Aim: Give again, word for word, only the lines from the one containing "of the necktie" through the final line.

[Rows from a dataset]
****************************************

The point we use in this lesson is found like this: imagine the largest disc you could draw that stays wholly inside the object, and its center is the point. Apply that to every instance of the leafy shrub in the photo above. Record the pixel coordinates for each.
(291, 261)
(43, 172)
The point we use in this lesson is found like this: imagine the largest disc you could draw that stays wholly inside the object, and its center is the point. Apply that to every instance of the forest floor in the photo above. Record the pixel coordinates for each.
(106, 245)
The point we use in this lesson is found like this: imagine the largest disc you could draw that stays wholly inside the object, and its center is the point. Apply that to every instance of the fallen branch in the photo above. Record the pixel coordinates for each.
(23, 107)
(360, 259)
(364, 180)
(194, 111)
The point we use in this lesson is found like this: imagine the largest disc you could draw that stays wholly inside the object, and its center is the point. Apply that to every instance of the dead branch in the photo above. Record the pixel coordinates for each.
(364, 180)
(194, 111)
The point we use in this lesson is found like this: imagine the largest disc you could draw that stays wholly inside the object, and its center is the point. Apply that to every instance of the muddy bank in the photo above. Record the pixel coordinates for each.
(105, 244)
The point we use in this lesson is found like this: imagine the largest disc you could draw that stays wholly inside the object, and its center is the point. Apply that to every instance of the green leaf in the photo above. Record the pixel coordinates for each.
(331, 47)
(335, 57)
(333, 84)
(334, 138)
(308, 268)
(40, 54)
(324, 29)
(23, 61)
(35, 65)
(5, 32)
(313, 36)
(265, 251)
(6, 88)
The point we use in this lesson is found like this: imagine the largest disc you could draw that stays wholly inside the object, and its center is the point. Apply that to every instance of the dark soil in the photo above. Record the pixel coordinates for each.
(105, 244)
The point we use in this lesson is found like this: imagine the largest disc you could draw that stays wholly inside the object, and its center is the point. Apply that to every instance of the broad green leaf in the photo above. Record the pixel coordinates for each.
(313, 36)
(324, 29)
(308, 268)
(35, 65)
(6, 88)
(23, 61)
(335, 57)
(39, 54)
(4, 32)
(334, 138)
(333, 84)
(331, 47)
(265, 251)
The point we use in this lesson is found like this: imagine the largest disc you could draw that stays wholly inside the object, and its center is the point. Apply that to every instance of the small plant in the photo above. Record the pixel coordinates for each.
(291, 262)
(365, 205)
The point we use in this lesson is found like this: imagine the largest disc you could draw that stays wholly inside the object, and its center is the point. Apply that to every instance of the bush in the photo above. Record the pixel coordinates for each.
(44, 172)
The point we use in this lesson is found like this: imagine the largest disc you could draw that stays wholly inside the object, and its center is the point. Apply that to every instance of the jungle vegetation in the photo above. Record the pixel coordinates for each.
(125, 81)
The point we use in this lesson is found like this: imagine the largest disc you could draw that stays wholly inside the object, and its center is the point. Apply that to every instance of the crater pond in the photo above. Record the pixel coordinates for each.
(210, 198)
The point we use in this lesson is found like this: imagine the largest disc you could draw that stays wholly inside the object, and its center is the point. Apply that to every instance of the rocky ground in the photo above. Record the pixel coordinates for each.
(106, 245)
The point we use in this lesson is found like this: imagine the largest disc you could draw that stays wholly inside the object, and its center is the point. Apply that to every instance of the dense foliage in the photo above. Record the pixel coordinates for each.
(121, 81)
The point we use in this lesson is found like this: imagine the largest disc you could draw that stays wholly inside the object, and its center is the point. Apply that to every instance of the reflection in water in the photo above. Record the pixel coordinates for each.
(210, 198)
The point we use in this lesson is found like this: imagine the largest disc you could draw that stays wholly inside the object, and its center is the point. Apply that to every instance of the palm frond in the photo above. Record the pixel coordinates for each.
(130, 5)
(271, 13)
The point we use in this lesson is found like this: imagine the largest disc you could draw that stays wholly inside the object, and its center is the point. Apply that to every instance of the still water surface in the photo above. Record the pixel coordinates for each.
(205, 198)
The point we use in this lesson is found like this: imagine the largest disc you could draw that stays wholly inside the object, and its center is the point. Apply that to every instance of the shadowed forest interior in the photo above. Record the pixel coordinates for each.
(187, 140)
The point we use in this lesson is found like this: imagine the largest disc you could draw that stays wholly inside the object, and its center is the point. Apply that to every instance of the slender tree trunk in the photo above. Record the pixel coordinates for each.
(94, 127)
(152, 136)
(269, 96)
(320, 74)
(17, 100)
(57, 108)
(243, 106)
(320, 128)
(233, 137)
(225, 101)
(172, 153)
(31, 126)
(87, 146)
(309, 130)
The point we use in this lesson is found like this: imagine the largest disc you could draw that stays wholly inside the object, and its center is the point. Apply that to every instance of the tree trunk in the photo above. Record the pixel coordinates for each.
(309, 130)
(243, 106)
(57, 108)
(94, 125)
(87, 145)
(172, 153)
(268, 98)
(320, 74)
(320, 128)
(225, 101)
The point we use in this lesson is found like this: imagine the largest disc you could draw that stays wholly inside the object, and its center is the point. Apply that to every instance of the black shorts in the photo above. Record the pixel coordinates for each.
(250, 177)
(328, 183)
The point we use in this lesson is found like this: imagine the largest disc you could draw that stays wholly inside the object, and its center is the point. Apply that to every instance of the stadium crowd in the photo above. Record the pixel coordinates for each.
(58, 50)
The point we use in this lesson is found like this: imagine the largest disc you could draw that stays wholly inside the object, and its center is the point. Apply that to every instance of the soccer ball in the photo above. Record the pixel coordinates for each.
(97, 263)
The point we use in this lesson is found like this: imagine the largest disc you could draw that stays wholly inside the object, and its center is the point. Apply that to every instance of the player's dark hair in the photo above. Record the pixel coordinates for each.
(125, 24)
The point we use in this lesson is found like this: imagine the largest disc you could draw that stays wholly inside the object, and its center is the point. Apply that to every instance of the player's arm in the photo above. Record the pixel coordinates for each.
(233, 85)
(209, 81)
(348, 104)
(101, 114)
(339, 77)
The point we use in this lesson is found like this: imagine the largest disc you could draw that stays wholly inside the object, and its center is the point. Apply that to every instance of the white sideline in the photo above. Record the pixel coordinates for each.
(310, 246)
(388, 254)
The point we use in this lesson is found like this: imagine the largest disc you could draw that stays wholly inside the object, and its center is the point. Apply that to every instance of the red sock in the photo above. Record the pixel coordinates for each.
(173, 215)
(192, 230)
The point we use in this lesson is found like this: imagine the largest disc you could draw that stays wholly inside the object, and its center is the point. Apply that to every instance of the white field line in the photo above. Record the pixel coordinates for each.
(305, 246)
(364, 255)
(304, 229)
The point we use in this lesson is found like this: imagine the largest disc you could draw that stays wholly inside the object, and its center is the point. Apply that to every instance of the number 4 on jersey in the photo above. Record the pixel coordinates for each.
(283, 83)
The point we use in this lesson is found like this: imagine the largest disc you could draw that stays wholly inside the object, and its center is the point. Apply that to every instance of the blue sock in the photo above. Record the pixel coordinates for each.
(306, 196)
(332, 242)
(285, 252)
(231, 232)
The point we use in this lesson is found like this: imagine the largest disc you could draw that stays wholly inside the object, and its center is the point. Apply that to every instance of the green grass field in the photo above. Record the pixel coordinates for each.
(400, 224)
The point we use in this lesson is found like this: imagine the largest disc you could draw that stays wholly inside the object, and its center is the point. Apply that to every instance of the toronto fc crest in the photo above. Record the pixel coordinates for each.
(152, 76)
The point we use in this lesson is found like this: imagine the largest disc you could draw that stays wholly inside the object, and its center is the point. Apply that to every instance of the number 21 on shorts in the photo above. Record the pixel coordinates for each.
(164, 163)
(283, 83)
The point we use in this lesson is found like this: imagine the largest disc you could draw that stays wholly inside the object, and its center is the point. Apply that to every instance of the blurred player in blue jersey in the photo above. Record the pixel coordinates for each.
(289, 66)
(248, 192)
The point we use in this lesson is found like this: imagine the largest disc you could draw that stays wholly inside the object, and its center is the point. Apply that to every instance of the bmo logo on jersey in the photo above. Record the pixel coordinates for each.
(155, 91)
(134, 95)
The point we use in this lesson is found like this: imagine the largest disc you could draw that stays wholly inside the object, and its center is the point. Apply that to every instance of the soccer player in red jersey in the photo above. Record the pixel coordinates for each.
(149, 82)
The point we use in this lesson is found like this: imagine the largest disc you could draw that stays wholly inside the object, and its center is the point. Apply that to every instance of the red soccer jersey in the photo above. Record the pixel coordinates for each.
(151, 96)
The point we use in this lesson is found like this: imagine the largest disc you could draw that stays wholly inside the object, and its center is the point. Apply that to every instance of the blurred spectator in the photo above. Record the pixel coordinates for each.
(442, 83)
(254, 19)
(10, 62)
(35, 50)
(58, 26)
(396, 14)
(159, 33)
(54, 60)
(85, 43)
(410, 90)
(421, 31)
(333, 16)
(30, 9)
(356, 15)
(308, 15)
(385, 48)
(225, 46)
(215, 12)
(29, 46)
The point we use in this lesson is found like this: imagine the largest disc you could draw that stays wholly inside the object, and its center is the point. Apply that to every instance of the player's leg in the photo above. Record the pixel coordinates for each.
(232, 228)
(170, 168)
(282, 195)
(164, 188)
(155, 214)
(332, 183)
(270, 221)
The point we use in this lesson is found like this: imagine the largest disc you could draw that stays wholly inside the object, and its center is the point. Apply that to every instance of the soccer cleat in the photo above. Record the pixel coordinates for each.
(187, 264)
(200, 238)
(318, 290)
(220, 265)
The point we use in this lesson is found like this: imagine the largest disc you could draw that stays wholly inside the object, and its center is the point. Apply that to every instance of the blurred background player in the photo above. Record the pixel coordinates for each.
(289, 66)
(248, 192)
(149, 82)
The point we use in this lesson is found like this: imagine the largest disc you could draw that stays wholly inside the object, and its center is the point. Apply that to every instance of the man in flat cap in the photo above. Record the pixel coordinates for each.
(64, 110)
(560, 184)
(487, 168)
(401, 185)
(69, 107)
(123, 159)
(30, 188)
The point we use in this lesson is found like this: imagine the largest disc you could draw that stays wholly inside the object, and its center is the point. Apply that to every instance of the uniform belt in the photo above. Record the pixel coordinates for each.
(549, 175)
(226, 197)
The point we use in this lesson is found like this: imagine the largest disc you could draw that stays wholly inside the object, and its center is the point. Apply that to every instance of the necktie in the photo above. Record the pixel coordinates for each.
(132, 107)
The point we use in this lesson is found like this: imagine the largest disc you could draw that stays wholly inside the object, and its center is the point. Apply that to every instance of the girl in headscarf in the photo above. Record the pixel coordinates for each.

****************************************

Correct answer:
The point we use in this lesson is found like this: imagine the largest disc you could draw that stays wholly inside the object, and its center is the point. Apply that to every instance of the necktie in the photo above. Record the pixel coordinates for each.
(132, 107)
The point we use in this lesson is found like this: imagine the largest disc you could draw that stays wholly inside the object, and its center is the point. Apply that to every instance of the girl in headscarf in the photo above. Record the pixel coordinates for each.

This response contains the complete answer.